— Start THE DATA —

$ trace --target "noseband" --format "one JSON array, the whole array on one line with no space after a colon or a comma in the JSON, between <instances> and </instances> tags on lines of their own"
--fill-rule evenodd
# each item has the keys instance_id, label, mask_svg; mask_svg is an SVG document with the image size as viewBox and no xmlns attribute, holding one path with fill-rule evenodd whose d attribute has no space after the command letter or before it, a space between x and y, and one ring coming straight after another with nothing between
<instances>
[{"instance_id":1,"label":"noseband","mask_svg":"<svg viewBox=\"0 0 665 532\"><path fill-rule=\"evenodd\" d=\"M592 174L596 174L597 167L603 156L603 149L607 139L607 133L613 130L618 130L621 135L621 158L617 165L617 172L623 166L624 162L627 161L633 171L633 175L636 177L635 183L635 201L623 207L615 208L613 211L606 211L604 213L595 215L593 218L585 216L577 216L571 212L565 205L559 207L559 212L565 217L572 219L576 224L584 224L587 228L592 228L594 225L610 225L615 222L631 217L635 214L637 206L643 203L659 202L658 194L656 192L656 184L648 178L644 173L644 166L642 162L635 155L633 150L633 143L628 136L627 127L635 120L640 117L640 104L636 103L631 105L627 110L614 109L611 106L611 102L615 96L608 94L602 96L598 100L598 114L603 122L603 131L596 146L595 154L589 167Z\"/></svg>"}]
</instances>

— End THE DATA —
— Start THE DATA —

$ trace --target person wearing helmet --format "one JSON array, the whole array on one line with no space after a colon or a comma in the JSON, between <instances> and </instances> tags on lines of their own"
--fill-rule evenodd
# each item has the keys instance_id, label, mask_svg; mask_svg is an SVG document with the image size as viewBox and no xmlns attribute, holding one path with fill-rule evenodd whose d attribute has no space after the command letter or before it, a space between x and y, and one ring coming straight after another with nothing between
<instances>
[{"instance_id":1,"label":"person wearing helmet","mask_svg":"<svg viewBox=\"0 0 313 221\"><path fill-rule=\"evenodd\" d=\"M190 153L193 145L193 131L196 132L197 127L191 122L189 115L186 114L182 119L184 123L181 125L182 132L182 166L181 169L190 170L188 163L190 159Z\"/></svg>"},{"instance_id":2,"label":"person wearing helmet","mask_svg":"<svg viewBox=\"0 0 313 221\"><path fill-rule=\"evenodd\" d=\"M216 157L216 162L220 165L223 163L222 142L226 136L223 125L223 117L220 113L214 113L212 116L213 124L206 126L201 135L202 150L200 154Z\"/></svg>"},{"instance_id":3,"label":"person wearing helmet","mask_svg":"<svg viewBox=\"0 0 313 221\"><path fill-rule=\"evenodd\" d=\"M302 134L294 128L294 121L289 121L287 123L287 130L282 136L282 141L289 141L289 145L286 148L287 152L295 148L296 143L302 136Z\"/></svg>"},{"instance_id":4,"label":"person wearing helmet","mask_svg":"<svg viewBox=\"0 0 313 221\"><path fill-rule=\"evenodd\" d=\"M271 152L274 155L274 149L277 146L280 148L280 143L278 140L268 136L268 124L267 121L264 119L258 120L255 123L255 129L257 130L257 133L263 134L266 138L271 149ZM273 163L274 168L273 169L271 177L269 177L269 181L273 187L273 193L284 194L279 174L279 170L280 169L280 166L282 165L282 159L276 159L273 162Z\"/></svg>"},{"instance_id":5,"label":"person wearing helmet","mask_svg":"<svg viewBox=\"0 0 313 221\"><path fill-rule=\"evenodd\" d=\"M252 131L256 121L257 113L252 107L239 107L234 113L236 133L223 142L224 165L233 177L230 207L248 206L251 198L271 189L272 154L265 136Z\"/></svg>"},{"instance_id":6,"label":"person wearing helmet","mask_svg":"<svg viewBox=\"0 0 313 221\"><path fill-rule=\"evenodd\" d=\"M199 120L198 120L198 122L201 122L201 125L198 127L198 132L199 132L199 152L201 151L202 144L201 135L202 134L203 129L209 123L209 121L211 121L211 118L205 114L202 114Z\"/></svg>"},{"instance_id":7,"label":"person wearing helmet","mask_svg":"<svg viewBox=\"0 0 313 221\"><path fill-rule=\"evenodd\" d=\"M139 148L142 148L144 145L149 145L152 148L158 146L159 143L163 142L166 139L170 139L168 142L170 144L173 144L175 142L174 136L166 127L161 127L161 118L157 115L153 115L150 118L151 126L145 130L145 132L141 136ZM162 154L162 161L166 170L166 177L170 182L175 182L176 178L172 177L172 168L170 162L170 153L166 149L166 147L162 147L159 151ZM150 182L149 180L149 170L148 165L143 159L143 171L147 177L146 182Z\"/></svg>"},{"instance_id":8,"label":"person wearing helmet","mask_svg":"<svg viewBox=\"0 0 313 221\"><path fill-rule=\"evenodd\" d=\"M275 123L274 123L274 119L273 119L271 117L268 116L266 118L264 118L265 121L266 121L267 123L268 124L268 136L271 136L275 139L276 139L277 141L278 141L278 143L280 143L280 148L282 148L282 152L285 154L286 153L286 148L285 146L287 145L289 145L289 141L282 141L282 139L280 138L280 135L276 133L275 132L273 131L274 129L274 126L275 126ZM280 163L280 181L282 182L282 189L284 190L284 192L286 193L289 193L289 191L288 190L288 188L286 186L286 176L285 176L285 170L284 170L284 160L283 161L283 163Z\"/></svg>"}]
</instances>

— End THE DATA —

GIVEN PROBLEM:
Extract each line from the entries above that contains the string "noseband". Letter case must match.

THE REPLY:
$ trace --target "noseband" --format "one JSON array, the whole array on one line with no space after a colon or a comma in the JSON, between <instances> and </instances> tags on lines of their own"
[{"instance_id":1,"label":"noseband","mask_svg":"<svg viewBox=\"0 0 665 532\"><path fill-rule=\"evenodd\" d=\"M592 174L596 174L597 167L603 156L603 149L607 139L607 133L613 130L618 130L621 135L621 158L617 165L617 172L623 166L624 162L627 161L633 171L633 175L636 177L635 183L635 201L623 207L615 208L613 211L606 211L604 213L595 215L593 218L585 216L577 216L571 212L565 205L559 207L559 212L565 217L572 219L576 224L584 224L587 228L592 228L594 225L610 225L615 222L631 217L635 214L637 206L643 203L659 202L658 194L656 192L656 184L648 178L644 173L644 166L642 162L635 155L633 150L633 143L628 136L627 127L635 120L640 117L640 104L636 103L631 105L627 110L614 109L611 106L611 102L615 96L608 94L602 96L598 100L598 114L603 122L603 131L596 146L595 154L589 167Z\"/></svg>"}]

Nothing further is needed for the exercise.